Extracted data entries:
— begin —
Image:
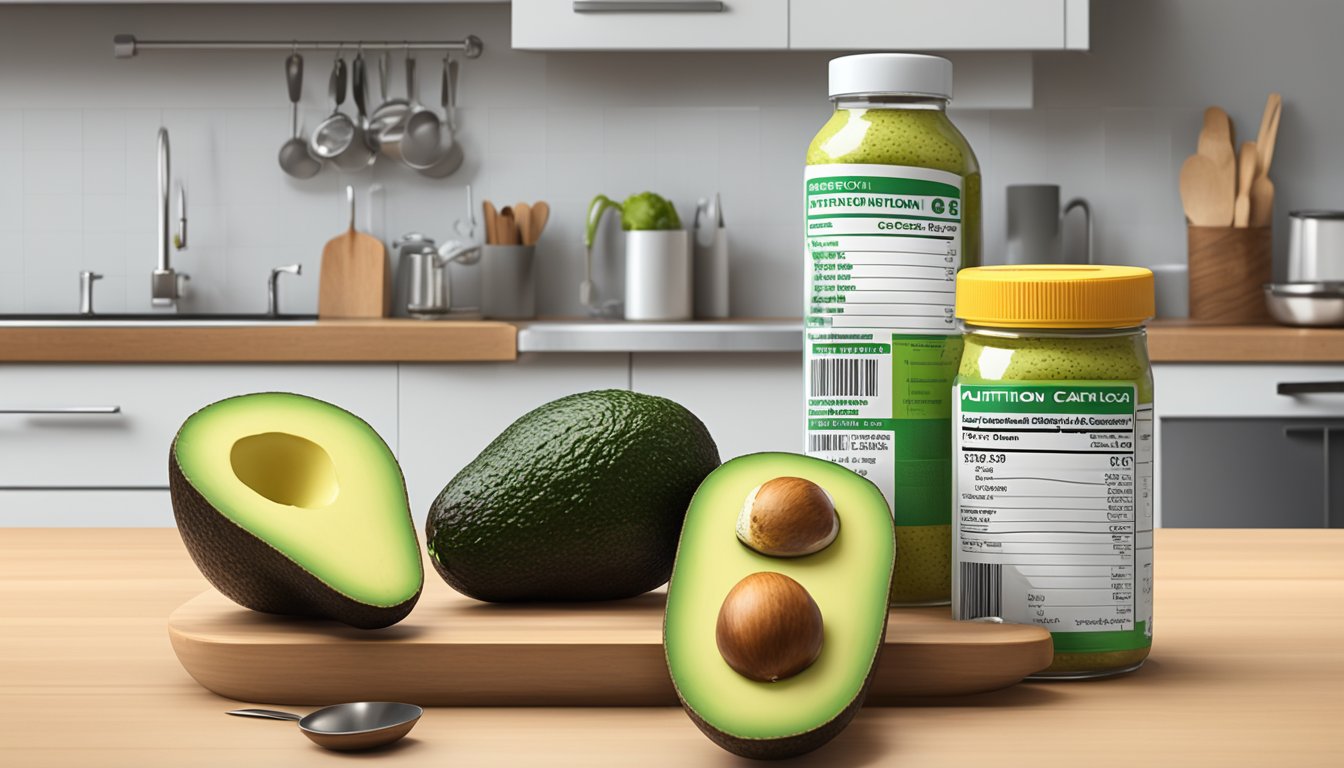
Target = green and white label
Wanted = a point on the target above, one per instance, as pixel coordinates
(882, 249)
(1054, 522)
— end —
Work to complete: Please quote the lines above word for word, leaving the pictures out of your answer.

Complete answer:
Image:
Target = green and white label
Wanted = a point on the target above, one per instance, as pixel coordinates
(882, 249)
(1054, 522)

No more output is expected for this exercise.